▶ Texte
****
Les territoires des conflits et de la coopération

Ce numéro des Cahiers de géographie du Québec propose une collection de textes qui vont dans le sens d’une conception ouverte de la thématique proximité – conflit – coopération qui, sans exclure les dimensions critiques, proposent des problématiques différenciées des territoires concernés. Dans la perspective d’une meilleure compréhension du phénomène de la métropolisation, Annick Germain soulève la question de la fragmentation de la société montréalaise et de la difficulté à faire société, en croisant le couple proximité-distance avec celui d’individu-espace microlocal. L’épreuve des différences culturelles, pour reprendre le sous-titre de Germain, est traitée sous un angle différent par Michael Dear et Andrew Burridge qui avancent l’hypothèse de l’hybridation culturelle en observant les transformations en cours le long de la frontière entre les États-Unis et le Mexique. De telles transformations et des hybridations sont ressenties tant dans les domaines économique, culturel et juridico-politique. Dans une toute autre perspective, celle de l’analyse spatiale, Florent Joerin, Mathieu Pelletier, Catherine Trudelle et Paul Villeneuve proposent de démontrer que l’organisation des différents contextes locaux explique, du moins en partie, la variabilité des conflits dans l’espace de la région métropolitaine de Québec.

Le débat public qui se constitue lors des controverses d’aménagement met en scène des acteurs mobilisés, parfois en réseau, ne se reconnaissant pas toujours mutuellement, mais disposés à coopérer. L’espace public de la planification urbaine à Montréal est constitué, selon Gilles Sénécal et Jonathan Harou, de différents moments modulés par les acteurs qui forment des alliances et des coalitions afin de faire valoir, tour à tour, des intentionnalités individuelles et des intérêts collectifs. Ils reprennent l’approche de la transaction sociale, déjà énoncée préalablement par Germain, pour suivre les étapes de la négociation et des adaptations observées dans les différents projets issus de la planification des transports. Les conflits de proximité mettent aussi à l’épreuve les pratiques de planification urbaine et d’aménagement. Face à la prolifération de gated communities, Jill Grant aborde la question de la planification sous tension en mettant en parallèle les valeurs défendues dans le discours des planificateurs, qui seraient inspirées du modèle de la ville durable, et des pratiques qui les contredisent.
****
▶ Données de l'exercice
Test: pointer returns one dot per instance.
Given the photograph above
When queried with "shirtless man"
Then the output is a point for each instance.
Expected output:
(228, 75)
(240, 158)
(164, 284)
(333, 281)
****
▶ Consignes
a) Pouvez-vous réécrire toutes les lignes des enregistrements, requêtes comprises, en augmentant de 34 chacune des coordonnées de points données dans les réponses ?
b) Pouvez-vous reprendre le texte sur les territoires des conflits et de la coopération pour le prolonger à partir de sa dernière phrase ?
Le texte et les enregistrements n'ont aucun lien entre eux.

▶ Exercices corrigés
a)
Test: pointer returns one dot per instance.
Given the photograph above
When queried with "shirtless man"
Then the output is a point for each instance.
Expected output:
(262, 109)
(274, 192)
(198, 318)
(367, 315)

b)
Contradictions et tensions sont aussi présentes lors de l’élaboration des politiques de conservation des milieux naturels. Deux secteurs de la région métropolitaine de Toronto font l’objet d’une analyse croisée des processus de développement urbain et de l’efficacité de l’action des groupes conservationnistes. La poursuite de l’étalement urbain et la montée des préoccupations environnementales apparaissent sous les traits de deux récits opposés dont le rappel prélude à la mise en examen public des options. L’étude de Liette Gilbert, Gerda R. Wekerle et L. Anders Sandberg conclut qu’un développement urbain peu soucieux d’environnement n’est pas inévitable, en particulier si les options ont fait l’objet de négociation et de discussion. Il n’en demeure pas moins que les tendances du développement urbain, observables dans les grandes métropoles, reflètent des tensions profondes entre des approches qui valorisent les choix individuels et d’autres qui prétendent à la nécessité de l’élaboration de choix publics et d’une démarche normative de participation et de planification. L’article de Pierre Hamel fait justement état de grandes controverses qui structurent le destin des métropoles et dont les modes de gouvernance sont les clés de voûte. Enfin, Hervé Vieillard-Baron réfléchit à la notion de terrain et à son appropriation dans le langage et les pratiques des géographes, mais aussi aux pièges qu’elle recèle, notamment celui de la contradiction entre l’instantanéité de l’observation et le poids de structures socio-spatiales inscrites dans la durée.

Proximité, conflit et coopération sont les trois termes d’une même scène, celle d’une géographie des acteurs sociaux dont la théorie reste à compléter et qui demandera, dans un proche avenir, un supplément d’âme de la part de géographes formés davantage à expliquer les structures territoriales et les agrégations spatiales que les destins individuels.